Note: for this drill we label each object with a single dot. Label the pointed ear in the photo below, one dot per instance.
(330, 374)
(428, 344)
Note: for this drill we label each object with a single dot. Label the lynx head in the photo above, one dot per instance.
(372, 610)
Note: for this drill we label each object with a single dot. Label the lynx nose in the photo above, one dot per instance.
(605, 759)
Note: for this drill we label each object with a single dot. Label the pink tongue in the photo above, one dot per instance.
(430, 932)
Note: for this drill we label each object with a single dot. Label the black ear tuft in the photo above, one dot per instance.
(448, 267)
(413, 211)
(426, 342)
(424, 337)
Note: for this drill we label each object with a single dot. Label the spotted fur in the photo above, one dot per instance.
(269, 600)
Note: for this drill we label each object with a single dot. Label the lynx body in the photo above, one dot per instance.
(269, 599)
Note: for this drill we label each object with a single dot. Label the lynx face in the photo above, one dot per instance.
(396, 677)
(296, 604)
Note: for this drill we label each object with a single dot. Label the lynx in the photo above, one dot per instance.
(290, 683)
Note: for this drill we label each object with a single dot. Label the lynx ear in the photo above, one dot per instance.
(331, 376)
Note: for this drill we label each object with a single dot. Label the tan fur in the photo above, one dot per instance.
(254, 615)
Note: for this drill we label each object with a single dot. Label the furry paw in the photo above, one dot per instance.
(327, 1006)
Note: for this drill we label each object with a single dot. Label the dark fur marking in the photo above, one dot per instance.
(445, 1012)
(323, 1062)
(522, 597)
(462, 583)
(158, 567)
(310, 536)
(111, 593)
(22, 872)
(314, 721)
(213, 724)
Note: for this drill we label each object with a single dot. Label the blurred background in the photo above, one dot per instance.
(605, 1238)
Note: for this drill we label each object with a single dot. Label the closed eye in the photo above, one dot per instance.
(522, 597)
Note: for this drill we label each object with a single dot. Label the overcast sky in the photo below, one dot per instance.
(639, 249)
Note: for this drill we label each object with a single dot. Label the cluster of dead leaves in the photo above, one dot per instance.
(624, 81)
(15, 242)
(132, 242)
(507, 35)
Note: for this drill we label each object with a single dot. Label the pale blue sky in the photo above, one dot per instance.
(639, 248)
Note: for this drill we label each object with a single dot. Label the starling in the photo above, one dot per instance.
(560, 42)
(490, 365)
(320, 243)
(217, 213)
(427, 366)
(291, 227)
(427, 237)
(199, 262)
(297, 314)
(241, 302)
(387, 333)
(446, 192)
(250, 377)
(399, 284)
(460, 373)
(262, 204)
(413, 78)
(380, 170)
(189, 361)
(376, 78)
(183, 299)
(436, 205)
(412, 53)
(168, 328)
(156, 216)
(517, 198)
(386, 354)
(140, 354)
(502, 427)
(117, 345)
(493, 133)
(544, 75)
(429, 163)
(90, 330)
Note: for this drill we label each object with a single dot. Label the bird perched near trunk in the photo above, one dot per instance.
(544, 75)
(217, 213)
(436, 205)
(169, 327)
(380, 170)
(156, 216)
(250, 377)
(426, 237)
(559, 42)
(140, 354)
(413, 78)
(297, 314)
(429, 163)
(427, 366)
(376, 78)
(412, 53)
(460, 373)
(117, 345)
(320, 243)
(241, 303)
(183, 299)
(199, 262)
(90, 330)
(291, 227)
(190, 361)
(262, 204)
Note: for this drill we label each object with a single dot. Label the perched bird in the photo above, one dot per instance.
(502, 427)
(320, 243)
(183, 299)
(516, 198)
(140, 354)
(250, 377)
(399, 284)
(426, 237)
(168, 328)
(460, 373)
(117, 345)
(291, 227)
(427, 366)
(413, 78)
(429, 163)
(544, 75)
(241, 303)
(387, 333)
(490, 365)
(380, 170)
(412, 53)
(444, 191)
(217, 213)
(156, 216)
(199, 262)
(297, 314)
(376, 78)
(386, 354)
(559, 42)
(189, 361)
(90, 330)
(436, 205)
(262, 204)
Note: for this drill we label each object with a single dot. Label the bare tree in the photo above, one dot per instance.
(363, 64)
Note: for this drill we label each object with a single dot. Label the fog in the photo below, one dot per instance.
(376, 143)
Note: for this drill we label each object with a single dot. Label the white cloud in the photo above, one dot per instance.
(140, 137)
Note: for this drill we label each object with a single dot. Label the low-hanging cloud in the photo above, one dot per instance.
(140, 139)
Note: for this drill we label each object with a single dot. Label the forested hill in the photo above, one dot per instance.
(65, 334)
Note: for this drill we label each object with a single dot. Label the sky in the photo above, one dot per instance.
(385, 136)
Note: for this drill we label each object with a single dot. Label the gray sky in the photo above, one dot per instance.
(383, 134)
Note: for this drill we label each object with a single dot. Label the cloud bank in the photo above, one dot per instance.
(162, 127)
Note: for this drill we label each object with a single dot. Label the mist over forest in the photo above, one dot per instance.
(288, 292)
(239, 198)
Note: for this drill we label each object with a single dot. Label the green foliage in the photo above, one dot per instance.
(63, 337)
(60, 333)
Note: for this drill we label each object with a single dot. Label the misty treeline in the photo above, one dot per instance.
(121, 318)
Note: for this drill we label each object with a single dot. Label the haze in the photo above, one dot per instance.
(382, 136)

#### Exercise objective:
Everything from the line containing "Label the sky" through the last line of the records must be given again exactly; leave out all other lines.

#### Exercise answer:
Note: for this drill we label each object with a single dot. Label the sky in the photo above, one dot per instance.
(385, 136)
Note: for this drill we label each object with a single dot. Label the gray sky in the photo above, one dot per instance.
(383, 134)
Note: for this drill we label each object with a single dot. Label the cloud bank in the photo above, one dot per instance.
(162, 127)
Note: for this drill we label each object with a single dot. Label the mist over forest in the photo above, one dot per instance.
(288, 292)
(239, 198)
Note: for this drill we label each object with a single dot. Label the green foliage in the photo above, one dot per instance.
(63, 337)
(60, 333)
Note: for this drill we label each object with a single dot. Label the misty treeline in the photo above, one dot per instance.
(121, 318)
Note: for this drill we label each object with a single dot. Label the haze in the photo above, one dot per instance.
(382, 136)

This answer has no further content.